## What is needed
Rewrite the records from the line containing "Expected: for every instance of the stone" to the line containing "x=120 y=839", inclusive, as a numbered list, leaving out any blank lines.

START Records provided

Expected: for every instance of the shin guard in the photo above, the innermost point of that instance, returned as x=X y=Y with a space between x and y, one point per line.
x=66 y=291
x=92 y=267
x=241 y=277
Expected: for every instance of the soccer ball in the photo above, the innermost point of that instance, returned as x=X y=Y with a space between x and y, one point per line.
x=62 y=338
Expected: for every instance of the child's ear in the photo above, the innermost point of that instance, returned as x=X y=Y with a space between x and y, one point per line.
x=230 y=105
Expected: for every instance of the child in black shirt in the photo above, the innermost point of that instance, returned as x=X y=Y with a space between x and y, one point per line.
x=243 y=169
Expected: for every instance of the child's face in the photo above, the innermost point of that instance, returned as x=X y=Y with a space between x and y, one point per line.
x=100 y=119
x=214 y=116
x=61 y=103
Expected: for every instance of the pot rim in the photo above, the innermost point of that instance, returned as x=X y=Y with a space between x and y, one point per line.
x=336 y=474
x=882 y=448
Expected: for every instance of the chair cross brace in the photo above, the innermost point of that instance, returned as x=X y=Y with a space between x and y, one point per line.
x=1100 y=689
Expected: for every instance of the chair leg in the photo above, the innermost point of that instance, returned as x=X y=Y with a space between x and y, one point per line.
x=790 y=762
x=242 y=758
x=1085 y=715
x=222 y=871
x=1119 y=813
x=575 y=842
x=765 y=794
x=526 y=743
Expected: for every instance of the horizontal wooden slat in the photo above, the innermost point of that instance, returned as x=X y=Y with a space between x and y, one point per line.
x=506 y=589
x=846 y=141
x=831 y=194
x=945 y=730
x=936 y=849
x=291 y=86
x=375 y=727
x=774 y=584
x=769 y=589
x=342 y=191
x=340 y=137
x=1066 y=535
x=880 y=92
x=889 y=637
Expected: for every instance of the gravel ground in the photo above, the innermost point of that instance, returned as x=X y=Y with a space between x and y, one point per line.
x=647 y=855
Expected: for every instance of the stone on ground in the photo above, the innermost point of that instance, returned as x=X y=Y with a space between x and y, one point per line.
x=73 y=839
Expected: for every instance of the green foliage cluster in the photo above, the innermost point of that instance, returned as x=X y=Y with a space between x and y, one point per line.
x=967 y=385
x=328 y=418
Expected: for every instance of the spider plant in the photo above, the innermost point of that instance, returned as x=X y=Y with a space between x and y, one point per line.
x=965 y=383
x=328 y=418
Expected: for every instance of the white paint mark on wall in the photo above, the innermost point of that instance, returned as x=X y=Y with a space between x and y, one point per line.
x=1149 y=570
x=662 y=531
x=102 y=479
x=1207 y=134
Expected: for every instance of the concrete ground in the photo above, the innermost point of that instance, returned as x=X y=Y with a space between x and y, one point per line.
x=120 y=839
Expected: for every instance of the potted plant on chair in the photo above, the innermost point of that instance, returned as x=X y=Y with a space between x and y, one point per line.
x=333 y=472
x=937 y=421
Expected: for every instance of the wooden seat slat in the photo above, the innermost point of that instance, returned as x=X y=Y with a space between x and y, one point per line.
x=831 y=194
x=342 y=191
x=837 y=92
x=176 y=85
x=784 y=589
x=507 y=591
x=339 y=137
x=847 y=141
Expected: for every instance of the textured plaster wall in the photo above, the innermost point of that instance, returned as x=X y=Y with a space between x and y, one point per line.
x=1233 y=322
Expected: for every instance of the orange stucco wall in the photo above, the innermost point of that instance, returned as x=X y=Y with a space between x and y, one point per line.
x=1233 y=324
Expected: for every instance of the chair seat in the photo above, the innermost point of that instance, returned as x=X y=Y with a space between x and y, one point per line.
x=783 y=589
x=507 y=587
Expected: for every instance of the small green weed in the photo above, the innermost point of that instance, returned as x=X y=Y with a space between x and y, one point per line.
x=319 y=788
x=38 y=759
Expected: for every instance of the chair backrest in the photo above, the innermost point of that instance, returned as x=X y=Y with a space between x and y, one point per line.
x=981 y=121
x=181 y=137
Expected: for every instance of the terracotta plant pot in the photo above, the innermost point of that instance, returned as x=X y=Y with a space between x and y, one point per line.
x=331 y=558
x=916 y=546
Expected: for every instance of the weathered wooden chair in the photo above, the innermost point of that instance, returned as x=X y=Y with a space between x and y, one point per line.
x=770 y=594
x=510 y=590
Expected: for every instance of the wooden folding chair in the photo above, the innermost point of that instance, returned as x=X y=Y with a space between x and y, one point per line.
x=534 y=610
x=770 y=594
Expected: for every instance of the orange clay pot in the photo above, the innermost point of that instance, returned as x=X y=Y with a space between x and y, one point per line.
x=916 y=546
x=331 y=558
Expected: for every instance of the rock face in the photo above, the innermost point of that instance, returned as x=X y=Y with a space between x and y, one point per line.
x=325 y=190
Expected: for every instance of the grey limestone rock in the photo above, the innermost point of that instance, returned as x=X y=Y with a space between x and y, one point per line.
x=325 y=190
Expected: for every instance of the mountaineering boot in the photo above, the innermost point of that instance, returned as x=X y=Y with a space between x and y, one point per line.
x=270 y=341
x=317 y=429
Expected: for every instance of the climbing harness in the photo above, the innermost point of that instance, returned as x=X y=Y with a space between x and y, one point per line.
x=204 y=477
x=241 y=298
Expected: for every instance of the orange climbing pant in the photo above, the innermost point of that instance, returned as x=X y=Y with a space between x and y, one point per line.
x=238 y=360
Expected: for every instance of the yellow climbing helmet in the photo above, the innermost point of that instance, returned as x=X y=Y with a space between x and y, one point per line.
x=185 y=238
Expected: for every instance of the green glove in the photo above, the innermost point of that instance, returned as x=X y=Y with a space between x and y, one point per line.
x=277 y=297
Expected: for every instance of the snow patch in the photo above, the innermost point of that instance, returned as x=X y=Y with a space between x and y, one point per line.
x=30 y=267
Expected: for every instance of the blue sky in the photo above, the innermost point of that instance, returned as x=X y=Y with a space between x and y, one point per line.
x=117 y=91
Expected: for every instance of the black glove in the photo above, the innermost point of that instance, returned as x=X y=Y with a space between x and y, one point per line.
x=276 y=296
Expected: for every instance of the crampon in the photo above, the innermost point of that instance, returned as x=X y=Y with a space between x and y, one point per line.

END Records provided

## Worked answer
1. Expected: for every instance of the stone on ground in the photo above, the innermost point of that instance, returned as x=X y=Y with a space between x and y, one point per line.
2. x=73 y=839
3. Expected: for every instance of the green foliage cluster in the photo above, the innermost point of that instance, returned as x=X y=Y with a space between x and y, one point per line.
4. x=967 y=385
5. x=328 y=418
6. Expected: for every instance of the spider plant in the photo above, the innermost point of that instance, returned as x=X y=Y with a space between x and y, one point per line.
7. x=965 y=383
8. x=328 y=418
9. Expected: for every instance of the white paint mark on wall in the photo above, the innermost point of that instance, returned as x=X y=Y with a space between x and y, one point per line.
10. x=1149 y=570
11. x=662 y=531
12. x=102 y=479
13. x=1207 y=134
14. Expected: for every instance of the concrete ground in the photo above, the innermost point of that instance, returned as x=X y=Y with a space between x and y, one point per line.
15. x=120 y=839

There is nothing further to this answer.